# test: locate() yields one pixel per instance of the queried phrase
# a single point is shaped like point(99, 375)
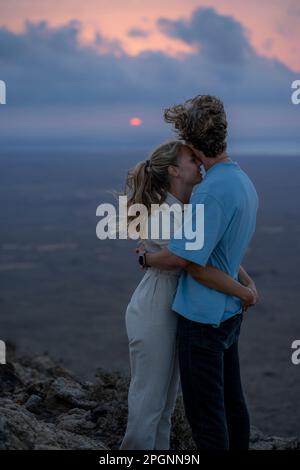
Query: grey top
point(154, 244)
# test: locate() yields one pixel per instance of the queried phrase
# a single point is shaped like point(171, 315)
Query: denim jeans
point(211, 384)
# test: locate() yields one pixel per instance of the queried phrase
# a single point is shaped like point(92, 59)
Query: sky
point(101, 72)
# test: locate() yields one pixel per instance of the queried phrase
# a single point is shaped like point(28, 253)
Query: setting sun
point(135, 121)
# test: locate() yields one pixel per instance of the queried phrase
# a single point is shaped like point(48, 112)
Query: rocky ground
point(44, 406)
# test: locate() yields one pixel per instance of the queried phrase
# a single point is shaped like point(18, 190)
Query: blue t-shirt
point(230, 205)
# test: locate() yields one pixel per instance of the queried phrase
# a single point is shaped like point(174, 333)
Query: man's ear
point(172, 170)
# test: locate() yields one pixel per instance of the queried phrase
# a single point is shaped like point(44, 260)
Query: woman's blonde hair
point(148, 182)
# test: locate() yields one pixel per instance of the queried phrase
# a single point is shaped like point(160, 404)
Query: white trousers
point(151, 328)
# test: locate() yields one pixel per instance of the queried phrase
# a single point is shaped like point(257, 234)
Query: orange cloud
point(272, 24)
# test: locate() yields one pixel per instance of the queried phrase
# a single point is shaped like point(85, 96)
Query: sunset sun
point(135, 121)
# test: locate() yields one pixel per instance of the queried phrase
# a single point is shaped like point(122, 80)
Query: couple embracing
point(184, 318)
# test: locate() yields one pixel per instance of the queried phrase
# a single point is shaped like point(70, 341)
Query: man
point(209, 321)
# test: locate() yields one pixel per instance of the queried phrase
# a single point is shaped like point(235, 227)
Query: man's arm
point(209, 276)
point(164, 259)
point(216, 279)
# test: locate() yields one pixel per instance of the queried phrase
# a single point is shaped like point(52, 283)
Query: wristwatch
point(142, 260)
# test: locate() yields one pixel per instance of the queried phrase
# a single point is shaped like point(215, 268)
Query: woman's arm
point(216, 279)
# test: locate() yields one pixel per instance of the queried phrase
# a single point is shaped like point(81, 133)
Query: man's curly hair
point(202, 122)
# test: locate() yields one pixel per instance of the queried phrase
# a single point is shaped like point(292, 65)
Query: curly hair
point(202, 122)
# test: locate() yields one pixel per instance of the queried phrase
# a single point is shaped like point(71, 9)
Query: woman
point(168, 176)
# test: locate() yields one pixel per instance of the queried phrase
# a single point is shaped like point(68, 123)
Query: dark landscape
point(65, 292)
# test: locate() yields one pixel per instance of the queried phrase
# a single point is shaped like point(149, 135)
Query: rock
point(9, 380)
point(34, 403)
point(43, 406)
point(66, 393)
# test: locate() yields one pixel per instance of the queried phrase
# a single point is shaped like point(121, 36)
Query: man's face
point(188, 167)
point(198, 154)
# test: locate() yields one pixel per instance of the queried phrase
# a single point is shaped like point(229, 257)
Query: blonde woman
point(168, 176)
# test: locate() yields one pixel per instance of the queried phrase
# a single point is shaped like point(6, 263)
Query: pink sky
point(273, 25)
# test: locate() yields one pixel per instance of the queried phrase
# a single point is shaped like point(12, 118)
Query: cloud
point(221, 38)
point(48, 70)
point(138, 33)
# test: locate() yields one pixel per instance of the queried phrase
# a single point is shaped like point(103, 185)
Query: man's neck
point(181, 193)
point(210, 162)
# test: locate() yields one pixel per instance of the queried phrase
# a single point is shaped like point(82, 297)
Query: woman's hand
point(249, 297)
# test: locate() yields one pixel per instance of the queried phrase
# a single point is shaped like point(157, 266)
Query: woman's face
point(188, 167)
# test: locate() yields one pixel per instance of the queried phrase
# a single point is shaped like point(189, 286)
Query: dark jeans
point(211, 384)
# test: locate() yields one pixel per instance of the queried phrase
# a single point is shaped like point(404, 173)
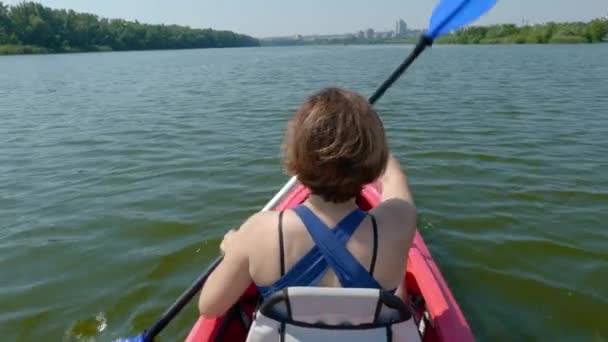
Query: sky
point(268, 18)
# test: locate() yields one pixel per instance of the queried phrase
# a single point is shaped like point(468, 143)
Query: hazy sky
point(263, 18)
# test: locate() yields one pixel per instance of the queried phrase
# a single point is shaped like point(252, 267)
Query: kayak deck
point(428, 293)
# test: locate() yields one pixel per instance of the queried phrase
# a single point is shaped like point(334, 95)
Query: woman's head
point(335, 144)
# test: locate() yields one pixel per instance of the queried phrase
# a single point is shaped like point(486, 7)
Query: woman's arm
point(394, 183)
point(231, 278)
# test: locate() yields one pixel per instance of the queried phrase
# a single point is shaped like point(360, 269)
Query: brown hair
point(335, 144)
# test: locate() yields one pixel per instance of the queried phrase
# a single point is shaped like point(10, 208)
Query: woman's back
point(335, 145)
point(382, 253)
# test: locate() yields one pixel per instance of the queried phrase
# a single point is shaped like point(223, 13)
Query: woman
point(334, 144)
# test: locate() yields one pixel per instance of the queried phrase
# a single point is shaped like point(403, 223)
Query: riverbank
point(594, 31)
point(31, 28)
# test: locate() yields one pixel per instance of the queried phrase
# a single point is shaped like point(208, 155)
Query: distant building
point(369, 33)
point(400, 28)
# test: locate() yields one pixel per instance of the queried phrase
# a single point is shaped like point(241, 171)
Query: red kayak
point(438, 315)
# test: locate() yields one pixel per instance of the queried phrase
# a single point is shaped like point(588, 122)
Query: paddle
point(184, 298)
point(448, 15)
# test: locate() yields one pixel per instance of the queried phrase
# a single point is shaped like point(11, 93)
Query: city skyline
point(271, 18)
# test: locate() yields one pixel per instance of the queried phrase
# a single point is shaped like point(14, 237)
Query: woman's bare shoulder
point(396, 215)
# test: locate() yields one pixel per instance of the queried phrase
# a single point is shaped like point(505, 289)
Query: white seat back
point(327, 314)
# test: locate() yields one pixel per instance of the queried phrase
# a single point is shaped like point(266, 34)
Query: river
point(120, 172)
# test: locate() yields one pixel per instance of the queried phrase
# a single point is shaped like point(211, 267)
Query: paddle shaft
point(422, 44)
point(184, 298)
point(181, 302)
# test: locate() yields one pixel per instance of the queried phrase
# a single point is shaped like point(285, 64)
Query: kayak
point(435, 310)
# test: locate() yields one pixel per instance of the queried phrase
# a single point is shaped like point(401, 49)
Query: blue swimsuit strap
point(310, 269)
point(346, 267)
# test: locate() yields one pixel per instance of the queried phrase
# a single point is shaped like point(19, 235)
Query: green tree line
point(594, 31)
point(29, 27)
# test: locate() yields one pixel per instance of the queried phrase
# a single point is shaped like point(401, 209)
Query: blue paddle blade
point(139, 338)
point(452, 14)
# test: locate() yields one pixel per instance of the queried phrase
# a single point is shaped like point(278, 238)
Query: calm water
point(119, 173)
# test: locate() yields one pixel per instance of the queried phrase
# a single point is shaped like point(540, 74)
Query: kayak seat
point(329, 313)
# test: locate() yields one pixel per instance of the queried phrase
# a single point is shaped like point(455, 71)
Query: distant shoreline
point(35, 50)
point(24, 50)
point(594, 31)
point(31, 28)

Treść polecenia:
Zaktualizuj materiał, zaczynając od jego początku i kończąc na wierszu zawierającym „point(101, 72)”: podaj ten fragment ponownie, zastępując „denim jeans” przez „blue jeans” i nie zmieniając niczego innego. Obrazy pomiń w odpowiedzi.

Rozwiązane zadanie:
# test: locate() yields one pixel per instance of the queried phrase
# a single point is shaped like point(99, 375)
Query: grey top
point(154, 244)
# test: locate() yields one pixel per instance of the queried phrase
# a single point is shaped like point(171, 315)
Query: blue jeans
point(211, 384)
# test: locate() yields one pixel per instance of the queried phrase
# a single point is shaped like point(92, 59)
Query: sky
point(101, 72)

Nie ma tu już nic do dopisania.